Problem statement — Write out the line that has "Each instance receives exactly one keypoint. Mark the navy" in it, along with each line that comes after it until the listing ends, and add nothing.

Material shown —

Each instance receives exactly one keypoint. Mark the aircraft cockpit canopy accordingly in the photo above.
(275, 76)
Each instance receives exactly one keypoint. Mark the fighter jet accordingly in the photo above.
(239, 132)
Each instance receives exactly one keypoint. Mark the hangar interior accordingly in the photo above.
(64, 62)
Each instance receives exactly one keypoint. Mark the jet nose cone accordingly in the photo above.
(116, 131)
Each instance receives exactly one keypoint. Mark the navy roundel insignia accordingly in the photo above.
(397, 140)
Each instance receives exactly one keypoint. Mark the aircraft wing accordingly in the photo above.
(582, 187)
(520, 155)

Task output —
Each instance receives exactly one keypoint. Mark the navy roundel insignia accordingly in the photo above.
(397, 140)
Each instance receives exactly one keypoint. Mark the aircraft wing accordingly in the photo above.
(582, 187)
(520, 155)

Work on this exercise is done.